TEXTO

Por si aquello fuera
poco, la década de los 70’s pintó de color chileno nuestro corazón. Eso
cuento:
En 1973 yo tenía 17
años de edad, en la Escuela Preparatoria teníamos un maestro de
Matemáticas, Alfredo Ramírez, muy especial él; no por sabiduría y fervor
por los números, que no era poca, sino porque tenía la peculiariedad de
alternar, cada tanto: los complejos problemas de una o dos incógnitas
con charlas y discusiones sobre los acontecimientos políticos de la
época. Así, la política nacional e internacional avivaban la sesión de
las equis y las yes. El maestro nos instaba a informarnos, a
inquietarnos, a acceder a algún medio más allá de la prensa oficialmente
callada o comprada. Se aventuraba a comentarnos un buen libro, en sus
páginas más decisivas, incluso, nos traía casetes y discos de acetato y
ponía a nuestra consideración a algún cantautor rebelde, o bien, se
atrevía a leer a los imberbes estudiantes, algún poema, llamado, de
protesta social.
En
alguna de esas sesiones entró el caso de la lucha del pueblo chileno:
acontecimiento político que nos había estremecido: hacía un año que el
país más austral de Latinoamérica, luego de un golpe militar, había
sentido ahogar con sangre lo que los analistas llamaban la “Vía chilena
al socialismo”. Muchos sureños habían tenido que emigrar de ese país; un
exilio obligado para salvarse de la persecución y la muerte. Sonaba tan
fuerte, tan dramático para nuestros jóvenes corazones que parecía
necesario hacer algo, decir algo, pensar, opinar.
El gobierno mexicano
–en un gesto contradictorio para esos años, pues acababa de reprimir en
1968 y en 1971 a cientos de estudiantes en la Cd. De México- optó por
abrir las puertas solidariamente, recibiendo a miles de chilenos y
creando, como una especie de Embajada de la Resistencia en el exilio, la
Casa de Chile en México.
Esa fue una
coyuntura para que el maestro Alfredo y un grupo de los más apasionados
y entusiastas planeáramos hacer en el plantel, un acto político cultural
de adhesión al pueblo chileno, o por lo menos a los exiliados en nuestro
país. Así que en Noviembre de 1975 se invitó oficialmente a la gente de
la Casa de Chile en México para que hablaran ante los estudiantes y
jóvenes del pueblo sobre la situación acontecida en Chile. Fueron el
Ing. Francisco Orduña y el Dr. José Ma. Bulnes quienes hablaron aquella
tarde para una audiencia de unos 580 alumnos y maestros. El discurso de
Bulnes contaba el sueño chileno, el sacrificio de Allende y la esperanza
de sobrevivir a la intolerancia y el terror; y soñar a pesar de todo con
un país posible para la clase trabajadora. Aquella tarde participamos
nosotros recitando algún poema: “Ahí florece Cuba” y cantando canciones
mexicanas rebeldes.

INSTRUCCIONES
(A) Responde, a partir del texto, estas preguntas:
(i) ¿Qué materia enseñaba Alfredo Ramírez en la Escuela Preparatoria?
(ii) ¿Qué institución creó el gobierno mexicano como una especie de Embajada de la Resistencia en el exilio?
(iii) ¿Ante cuántas personas, aproximadamente, hablaron los invitados aquella tarde?
(B) Explica en una a tres oraciones por qué el texto califica de contradictorio el gesto del gobierno mexicano al recibir a los chilenos.

ENTRADAS DEL CONJUNTO

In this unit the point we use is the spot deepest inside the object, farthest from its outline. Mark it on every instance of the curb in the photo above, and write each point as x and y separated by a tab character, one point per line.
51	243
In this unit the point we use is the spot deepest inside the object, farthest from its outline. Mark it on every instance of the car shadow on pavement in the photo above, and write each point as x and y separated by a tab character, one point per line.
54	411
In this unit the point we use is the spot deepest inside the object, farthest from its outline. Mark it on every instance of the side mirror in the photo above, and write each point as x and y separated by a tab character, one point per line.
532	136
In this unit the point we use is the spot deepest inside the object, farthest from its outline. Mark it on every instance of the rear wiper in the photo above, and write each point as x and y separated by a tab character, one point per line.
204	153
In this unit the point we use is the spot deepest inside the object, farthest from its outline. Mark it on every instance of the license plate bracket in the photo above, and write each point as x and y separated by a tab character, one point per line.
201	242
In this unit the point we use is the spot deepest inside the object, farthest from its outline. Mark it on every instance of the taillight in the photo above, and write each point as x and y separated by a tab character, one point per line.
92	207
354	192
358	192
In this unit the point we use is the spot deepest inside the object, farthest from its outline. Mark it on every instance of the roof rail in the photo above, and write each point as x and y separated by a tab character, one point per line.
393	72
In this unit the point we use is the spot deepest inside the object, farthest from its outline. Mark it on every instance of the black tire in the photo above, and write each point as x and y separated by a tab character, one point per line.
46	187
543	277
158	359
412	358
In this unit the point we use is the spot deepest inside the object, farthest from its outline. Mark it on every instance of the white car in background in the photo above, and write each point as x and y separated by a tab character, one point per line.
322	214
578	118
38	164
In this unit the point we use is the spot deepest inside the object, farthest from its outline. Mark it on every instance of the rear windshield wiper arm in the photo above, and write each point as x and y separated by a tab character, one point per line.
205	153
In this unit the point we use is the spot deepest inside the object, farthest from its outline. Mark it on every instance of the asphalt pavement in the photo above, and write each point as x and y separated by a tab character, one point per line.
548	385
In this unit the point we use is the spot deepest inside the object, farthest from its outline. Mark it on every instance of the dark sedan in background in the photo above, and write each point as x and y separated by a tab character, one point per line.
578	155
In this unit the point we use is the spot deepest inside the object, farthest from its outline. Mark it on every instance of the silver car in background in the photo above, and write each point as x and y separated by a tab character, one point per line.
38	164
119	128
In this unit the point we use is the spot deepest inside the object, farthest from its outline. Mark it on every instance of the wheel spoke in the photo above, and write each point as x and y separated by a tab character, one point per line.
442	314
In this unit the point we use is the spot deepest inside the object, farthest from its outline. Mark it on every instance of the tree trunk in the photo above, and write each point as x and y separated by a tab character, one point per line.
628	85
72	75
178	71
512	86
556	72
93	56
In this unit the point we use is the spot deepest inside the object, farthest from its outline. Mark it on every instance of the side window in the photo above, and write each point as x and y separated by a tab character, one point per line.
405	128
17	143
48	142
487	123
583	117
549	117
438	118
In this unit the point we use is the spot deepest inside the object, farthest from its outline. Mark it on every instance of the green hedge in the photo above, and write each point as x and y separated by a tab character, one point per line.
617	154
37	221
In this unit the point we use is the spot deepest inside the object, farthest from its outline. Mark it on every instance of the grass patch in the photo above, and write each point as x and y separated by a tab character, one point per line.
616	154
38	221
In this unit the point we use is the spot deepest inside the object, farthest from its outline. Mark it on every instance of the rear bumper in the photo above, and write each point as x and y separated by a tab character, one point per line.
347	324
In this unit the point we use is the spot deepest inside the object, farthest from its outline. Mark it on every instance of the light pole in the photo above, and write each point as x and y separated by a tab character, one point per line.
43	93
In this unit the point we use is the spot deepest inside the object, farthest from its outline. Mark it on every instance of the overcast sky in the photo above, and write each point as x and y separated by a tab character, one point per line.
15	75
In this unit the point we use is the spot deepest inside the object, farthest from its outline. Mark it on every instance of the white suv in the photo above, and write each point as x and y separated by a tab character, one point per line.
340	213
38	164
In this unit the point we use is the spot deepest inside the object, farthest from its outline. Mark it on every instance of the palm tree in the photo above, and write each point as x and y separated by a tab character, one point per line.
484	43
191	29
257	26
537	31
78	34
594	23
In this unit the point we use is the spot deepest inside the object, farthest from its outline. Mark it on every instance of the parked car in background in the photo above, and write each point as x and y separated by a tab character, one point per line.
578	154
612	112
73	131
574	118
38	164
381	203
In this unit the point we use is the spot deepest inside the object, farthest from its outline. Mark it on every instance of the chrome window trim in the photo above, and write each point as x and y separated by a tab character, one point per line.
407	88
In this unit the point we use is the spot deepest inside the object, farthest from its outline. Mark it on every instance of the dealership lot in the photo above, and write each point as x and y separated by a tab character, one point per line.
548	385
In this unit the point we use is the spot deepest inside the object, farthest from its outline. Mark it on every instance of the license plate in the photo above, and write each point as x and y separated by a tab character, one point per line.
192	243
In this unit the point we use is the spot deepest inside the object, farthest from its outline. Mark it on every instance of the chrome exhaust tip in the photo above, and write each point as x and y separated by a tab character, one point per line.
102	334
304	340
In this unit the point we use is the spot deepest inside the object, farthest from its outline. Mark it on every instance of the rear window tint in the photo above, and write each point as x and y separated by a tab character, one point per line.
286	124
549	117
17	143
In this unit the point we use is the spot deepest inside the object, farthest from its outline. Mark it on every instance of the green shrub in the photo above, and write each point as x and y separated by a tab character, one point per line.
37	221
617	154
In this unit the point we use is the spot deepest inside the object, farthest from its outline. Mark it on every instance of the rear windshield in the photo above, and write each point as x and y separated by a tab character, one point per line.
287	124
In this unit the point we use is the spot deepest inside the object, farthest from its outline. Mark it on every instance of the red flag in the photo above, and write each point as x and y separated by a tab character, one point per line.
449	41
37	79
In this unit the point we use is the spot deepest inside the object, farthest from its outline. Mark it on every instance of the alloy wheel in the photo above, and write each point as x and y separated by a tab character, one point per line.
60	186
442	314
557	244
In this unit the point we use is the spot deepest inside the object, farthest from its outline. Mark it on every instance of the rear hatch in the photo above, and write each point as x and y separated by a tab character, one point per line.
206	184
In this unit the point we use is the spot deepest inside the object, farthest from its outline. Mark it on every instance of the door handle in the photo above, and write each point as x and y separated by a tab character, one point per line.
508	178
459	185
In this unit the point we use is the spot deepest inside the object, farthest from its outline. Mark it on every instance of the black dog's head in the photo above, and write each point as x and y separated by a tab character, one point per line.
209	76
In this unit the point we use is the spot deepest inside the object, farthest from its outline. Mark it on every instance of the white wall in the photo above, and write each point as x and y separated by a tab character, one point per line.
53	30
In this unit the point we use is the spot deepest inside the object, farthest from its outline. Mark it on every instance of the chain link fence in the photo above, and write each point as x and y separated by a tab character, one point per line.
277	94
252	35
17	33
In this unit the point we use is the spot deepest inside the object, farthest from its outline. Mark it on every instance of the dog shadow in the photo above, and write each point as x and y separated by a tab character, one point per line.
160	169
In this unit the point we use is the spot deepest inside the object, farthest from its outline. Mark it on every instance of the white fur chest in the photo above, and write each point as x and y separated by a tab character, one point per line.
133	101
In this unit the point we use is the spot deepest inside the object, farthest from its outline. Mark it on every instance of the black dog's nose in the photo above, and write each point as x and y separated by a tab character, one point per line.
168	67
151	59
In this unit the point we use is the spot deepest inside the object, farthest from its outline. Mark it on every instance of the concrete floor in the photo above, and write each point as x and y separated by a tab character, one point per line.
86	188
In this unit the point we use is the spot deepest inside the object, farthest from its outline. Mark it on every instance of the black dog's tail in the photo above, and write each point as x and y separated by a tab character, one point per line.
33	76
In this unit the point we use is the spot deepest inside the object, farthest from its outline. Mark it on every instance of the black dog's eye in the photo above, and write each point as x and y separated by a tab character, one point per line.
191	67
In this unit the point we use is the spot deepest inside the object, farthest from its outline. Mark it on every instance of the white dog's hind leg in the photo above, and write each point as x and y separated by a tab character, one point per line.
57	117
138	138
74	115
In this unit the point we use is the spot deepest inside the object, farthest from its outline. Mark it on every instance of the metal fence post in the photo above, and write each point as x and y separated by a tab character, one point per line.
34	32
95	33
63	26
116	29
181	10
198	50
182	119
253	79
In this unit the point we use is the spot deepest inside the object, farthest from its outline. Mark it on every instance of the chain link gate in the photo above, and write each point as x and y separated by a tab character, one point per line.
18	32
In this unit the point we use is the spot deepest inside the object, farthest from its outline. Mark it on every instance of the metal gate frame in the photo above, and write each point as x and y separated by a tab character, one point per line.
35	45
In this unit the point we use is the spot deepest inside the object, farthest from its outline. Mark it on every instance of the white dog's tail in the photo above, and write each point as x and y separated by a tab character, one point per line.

RESPUESTAS POR TAREA
(A)
(i) Matemáticas.
(ii) La Casa de Chile en México.
(iii) Ante unos 580 alumnos y maestros.

(B) El gesto resultaba contradictorio porque ese mismo gobierno acababa de reprimir a cientos de estudiantes en la Ciudad de México en 1968 y en 1971. Aun así, abrió sus puertas solidariamente y recibió a miles de chilenos.